**TEXT SHOWN:**
****************
Tuesday, May 26, 2020

Bread and Butter


Butter (web picture)

I  was rather surprised to learn about the butter crisis. I thought people have given up or reduced this fatty goodness, for dietary reasons.

Well, I was wrong. This item is as popular as ever, and greatly sought after. The public is furious about the shortage which seems to have been going on since last year.
When the shortage spreads, the consumers resort to hoarding which is not a desirable phenomenon. 


Both production and Import are regulated by the state. The two ministries: Finance and Agriculture blame each other for the butter shortage. The solution - some kind of custom free temporary import.

For the last few years, scientists claim that butter is not linked to diabetes, obesity and heart disease. They don't claim that butter is a health food, but that it is not as harmful as first thought.
Anyway, butter improves and upgrades any cooking and baking. For some people, butter is everything, all things.

Butter brings back to me good memories. During winter, my parents used to eat fresh black bread topped with butter (sometimes with a piece of herring), and followed by a cup of tea. It was the greatest delicacy for them.

"Good bread is the most fundamental of all foods and good bread with fresh butter, the greatest of feasts" (James Beard in the Soup and Bread cookbook). So  very true!


Saturday, May 16, 2020

Climate Change is Back in Town


Actually, it has never left; the corona virus put it aside for a while.
The thing is, both have to be tackled with the same urgency.  They are both a threat to human survival, and both have the potential of destroying economies. 

The latest on the topic of climate change is that we're already in a crisis that was thought to take decades to happen - namely, part of the world is now on the brink of intolerable heat and humidity.

In my country, the summers are hot; the temperatures usually reach  an average of 30-35 degrees Celsius. This week they got to over 40. There's talk of 50 degrees Celsius in many parts of the world during the upcoming months. It's an anomaly when it occurs in a populated area (in the desert, it's probably common). That's scary, very scary!

In the last few years, heat waves of this sort were spotted in India, Irak, Australia, South Arabia.
****************
**RECORDED INFORMATION:**

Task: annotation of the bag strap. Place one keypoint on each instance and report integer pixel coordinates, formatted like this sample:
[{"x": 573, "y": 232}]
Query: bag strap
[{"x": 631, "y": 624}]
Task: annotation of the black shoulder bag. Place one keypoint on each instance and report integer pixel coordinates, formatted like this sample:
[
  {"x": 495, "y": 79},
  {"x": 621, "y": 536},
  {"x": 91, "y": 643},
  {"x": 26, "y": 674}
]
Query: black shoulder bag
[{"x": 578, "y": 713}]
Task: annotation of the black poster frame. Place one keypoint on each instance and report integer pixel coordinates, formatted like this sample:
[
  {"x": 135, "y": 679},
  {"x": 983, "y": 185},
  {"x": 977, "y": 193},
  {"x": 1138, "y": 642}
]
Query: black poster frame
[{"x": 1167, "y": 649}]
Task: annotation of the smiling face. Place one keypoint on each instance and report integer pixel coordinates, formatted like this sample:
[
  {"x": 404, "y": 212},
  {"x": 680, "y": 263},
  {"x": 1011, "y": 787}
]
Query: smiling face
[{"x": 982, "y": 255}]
****************
**WORK TO COMPLETE:**
**A)** Reproduce the part of the blog text that opens with the words containing "Well, I was" and closes with "since last year.".
**B)** In the blog text, what did the writer's parents sometimes add on top of their buttered black bread?
The rows are separate material, unrelated to the blog text.

**TASK SOLUTIONS:**
**A)**
Well, I was wrong. This item is as popular as ever, and greatly sought after. The public is furious about the shortage which seems to have been going on since last year.

**B)** A piece of herring.